[What you have to do]
A complete answer includes every line below with the word "collar".
Start of Extracted data
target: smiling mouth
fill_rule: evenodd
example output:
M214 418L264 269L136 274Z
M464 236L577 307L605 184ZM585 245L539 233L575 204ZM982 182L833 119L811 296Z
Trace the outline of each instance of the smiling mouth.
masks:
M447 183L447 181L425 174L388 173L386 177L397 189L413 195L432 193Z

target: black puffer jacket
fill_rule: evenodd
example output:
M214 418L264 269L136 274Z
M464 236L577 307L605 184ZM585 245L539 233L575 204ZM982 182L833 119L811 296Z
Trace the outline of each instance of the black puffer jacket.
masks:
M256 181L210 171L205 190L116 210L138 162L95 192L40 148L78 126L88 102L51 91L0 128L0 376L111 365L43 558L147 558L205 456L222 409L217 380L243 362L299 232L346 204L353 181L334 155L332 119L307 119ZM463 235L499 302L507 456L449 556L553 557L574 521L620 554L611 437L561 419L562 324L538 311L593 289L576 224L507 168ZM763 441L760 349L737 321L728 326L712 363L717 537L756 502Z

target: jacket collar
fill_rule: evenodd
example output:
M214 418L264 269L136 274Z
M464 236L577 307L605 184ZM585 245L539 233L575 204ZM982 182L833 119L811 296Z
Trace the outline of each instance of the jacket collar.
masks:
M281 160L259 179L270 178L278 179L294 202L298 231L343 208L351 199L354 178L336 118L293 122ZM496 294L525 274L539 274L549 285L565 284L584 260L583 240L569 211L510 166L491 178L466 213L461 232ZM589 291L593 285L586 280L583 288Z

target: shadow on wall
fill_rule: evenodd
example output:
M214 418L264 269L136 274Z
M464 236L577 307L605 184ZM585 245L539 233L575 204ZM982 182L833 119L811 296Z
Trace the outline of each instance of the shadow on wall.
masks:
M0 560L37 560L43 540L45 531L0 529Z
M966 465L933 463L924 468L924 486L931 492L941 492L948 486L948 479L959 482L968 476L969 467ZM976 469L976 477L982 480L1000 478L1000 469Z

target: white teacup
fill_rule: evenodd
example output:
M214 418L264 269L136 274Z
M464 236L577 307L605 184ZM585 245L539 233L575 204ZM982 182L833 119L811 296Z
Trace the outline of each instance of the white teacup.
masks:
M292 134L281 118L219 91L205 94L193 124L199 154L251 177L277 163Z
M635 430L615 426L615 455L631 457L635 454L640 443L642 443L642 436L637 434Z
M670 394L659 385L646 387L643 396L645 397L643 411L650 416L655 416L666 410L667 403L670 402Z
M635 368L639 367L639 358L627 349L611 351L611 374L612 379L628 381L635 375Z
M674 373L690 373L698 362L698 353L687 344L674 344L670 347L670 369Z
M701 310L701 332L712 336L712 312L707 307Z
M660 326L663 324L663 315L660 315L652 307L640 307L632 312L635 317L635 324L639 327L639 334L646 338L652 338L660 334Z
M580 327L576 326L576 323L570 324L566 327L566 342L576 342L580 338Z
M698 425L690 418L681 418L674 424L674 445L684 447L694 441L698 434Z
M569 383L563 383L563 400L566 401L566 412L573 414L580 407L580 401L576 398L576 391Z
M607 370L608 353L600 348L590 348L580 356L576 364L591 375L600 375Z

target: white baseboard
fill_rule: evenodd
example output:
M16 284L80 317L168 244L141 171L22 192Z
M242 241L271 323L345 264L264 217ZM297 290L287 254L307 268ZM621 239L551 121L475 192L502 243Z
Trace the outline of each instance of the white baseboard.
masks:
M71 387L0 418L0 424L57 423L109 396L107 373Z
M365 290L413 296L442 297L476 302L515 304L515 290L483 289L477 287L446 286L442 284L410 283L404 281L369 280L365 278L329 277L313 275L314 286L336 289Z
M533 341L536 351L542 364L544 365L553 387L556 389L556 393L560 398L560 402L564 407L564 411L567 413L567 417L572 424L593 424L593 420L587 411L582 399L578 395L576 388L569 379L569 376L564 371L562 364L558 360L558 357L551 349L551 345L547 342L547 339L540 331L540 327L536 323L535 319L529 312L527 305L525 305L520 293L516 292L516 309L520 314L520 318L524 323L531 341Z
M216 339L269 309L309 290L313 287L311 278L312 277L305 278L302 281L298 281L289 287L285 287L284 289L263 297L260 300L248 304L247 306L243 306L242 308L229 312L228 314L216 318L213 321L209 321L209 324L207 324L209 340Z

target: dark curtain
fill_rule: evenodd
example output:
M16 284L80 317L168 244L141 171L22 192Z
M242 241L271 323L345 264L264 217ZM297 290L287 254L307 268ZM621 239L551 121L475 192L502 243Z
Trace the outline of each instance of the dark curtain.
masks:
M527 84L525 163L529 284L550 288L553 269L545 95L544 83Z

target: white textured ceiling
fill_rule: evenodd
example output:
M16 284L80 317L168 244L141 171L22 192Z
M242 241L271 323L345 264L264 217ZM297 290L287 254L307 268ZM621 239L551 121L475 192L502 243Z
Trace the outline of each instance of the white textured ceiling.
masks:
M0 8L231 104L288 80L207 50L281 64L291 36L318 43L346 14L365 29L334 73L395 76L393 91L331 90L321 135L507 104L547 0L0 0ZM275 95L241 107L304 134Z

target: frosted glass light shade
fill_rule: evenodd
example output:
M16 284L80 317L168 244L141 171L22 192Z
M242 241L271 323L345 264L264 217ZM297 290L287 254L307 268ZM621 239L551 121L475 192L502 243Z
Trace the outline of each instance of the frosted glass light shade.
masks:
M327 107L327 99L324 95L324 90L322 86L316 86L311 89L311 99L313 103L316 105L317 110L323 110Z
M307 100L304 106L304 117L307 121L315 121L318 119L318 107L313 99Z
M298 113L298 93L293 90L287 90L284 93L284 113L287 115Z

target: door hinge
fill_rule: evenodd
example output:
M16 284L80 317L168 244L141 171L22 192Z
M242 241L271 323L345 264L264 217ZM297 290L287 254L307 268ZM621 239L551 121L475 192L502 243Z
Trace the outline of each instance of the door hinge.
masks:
End of Extracted data
[Response]
target: jacket collar
Trace the outline of each instance of the jacket collar.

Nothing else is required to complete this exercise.